Format every line of the listing below as a JSON list of strings, one string per line, skipping blank lines and leaving out any pictures.

-- start of Exercise inputs --

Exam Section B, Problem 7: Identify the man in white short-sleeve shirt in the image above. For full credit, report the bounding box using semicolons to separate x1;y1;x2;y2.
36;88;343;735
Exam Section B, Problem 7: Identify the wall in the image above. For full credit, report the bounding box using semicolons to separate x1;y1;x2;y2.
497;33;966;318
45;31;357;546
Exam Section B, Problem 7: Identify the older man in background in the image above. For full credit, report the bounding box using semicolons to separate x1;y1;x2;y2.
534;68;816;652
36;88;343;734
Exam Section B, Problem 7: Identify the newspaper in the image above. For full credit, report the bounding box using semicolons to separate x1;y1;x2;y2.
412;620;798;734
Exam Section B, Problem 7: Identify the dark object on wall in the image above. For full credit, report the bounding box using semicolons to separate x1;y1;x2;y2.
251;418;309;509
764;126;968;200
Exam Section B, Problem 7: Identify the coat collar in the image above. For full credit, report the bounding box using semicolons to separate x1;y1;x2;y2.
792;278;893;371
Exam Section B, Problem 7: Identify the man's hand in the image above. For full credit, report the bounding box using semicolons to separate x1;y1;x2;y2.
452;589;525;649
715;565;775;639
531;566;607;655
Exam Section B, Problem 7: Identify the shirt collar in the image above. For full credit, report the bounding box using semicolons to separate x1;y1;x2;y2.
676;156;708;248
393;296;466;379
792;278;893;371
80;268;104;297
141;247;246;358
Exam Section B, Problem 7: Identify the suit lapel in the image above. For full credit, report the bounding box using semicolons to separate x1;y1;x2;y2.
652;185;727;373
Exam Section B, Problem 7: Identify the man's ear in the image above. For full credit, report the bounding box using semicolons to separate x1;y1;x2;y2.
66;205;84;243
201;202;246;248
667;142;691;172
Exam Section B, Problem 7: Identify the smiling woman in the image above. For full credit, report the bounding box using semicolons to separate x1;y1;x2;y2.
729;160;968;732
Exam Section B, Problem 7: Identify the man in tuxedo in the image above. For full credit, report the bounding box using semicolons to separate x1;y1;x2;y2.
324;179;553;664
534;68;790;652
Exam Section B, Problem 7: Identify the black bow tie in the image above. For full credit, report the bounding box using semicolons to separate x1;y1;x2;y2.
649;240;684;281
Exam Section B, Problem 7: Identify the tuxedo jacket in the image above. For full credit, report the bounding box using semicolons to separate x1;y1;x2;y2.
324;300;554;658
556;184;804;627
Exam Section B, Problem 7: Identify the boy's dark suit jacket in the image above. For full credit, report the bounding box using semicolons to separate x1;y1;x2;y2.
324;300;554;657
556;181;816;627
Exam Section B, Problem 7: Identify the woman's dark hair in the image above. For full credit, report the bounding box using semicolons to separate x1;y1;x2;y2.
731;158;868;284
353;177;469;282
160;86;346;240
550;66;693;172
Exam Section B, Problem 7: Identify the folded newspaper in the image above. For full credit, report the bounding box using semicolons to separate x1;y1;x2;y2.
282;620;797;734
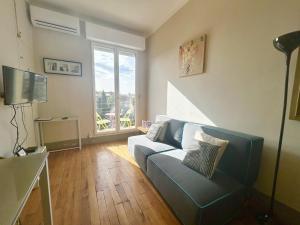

-- end of Exercise inputs --

Full solution
[
  "Exam Section B, Problem 7: Identify the man in white short-sleeve shirt in the image above. For full credit, report the bounding box using semicolons to separate x1;y1;x2;y2.",
  "36;88;343;735",
  "Exam Section B, Problem 7: Identify the wall in the image above. For full credit, report the bounding box using semicolons to separate x1;y1;x2;y2.",
  "497;33;966;318",
  "45;31;357;546",
  "Exam Section B, Problem 7: Identify the older man in background in the image above. For full credit, report the bounding box using semicolons to separate x1;y1;x2;y2.",
  "534;68;816;652",
  "36;88;343;734",
  "Exam Section B, Problem 7: Identify the newspaper in the image above. For full credit, report the bounding box using semicolons to separate x1;y1;x2;y2.",
  "412;620;798;734",
  "Exam Section B, Problem 7: Identify the dark object on wall in the image above. For full credit, report the bounding box using semicolons to separate x1;y1;x2;y2.",
  "251;418;309;509",
  "764;126;968;200",
  "Exam Section B, Problem 7: Identify the coat collar in the image above. For full credit, report the bounding box using semicolons to separate x1;y1;x2;y2.",
  "792;278;893;371",
  "Exam Section B, Problem 7: Identify the man's hand in the image above. For full credit, report the bounding box using semicolons to separate x1;y1;x2;y2.",
  "452;589;525;649",
  "715;565;775;639",
  "531;566;607;655",
  "Exam Section B, Problem 7: Identify the shirt collar in the image above. For full credit, report the bounding box using semicolons to separate x1;y1;x2;y2.",
  "676;156;708;248",
  "393;296;466;379",
  "792;278;893;371",
  "80;268;104;297",
  "141;247;246;358",
  "Exam Section B, Problem 7: Identify the suit lapel in the image above. For full credit, report the bounding box using semicolons to separate x1;y1;x2;y2.",
  "652;185;727;373",
  "Exam Section B, Problem 7: Identify the man's ear in the image above. For full credit, report the bounding box using semicolons to separate x1;y1;x2;y2.",
  "66;205;84;243",
  "201;202;246;248",
  "667;142;691;172",
  "Exam Section B, Problem 7: Identify the smiling woman in the image above. For full credit, report the bounding box using semicolons to separate x1;y1;x2;y2.",
  "729;160;968;732",
  "Exam Section B, Problem 7: Identify the man in tuxedo in the image above. For full credit, report the bounding box using semicolons to separate x1;y1;x2;y2.",
  "324;179;553;664",
  "534;68;790;652",
  "Exam Section B, Problem 7: Identify the black bow tie in the image above. For full credit, report the bounding box using semicolons to separate x1;y1;x2;y2.",
  "649;240;684;281",
  "Exam Section B, Problem 7: Identify the tuxedo jacket in the image above. For full credit, report the bounding box using semicolons to separate x1;y1;x2;y2.",
  "324;300;554;658",
  "556;184;804;627",
  "Exam Section B, Problem 7: Identify the boy's dark suit jacket in the image above. For full credit, report the bounding box using semicolons to separate x1;y1;x2;y2.",
  "324;300;554;657",
  "556;181;816;627",
  "Exam Section B, Problem 7: Identify the woman's dark hair in the image above. For full credit, report the bounding box using semicolons to separate x1;y1;x2;y2.",
  "731;158;868;284",
  "353;177;469;282",
  "160;86;346;240",
  "550;66;693;172",
  "Exam Section B, Problem 7: Identify the folded newspaper in the image above. For full credit, report the bounding box using semicolons to separate x1;y1;x2;y2.",
  "282;620;797;734"
]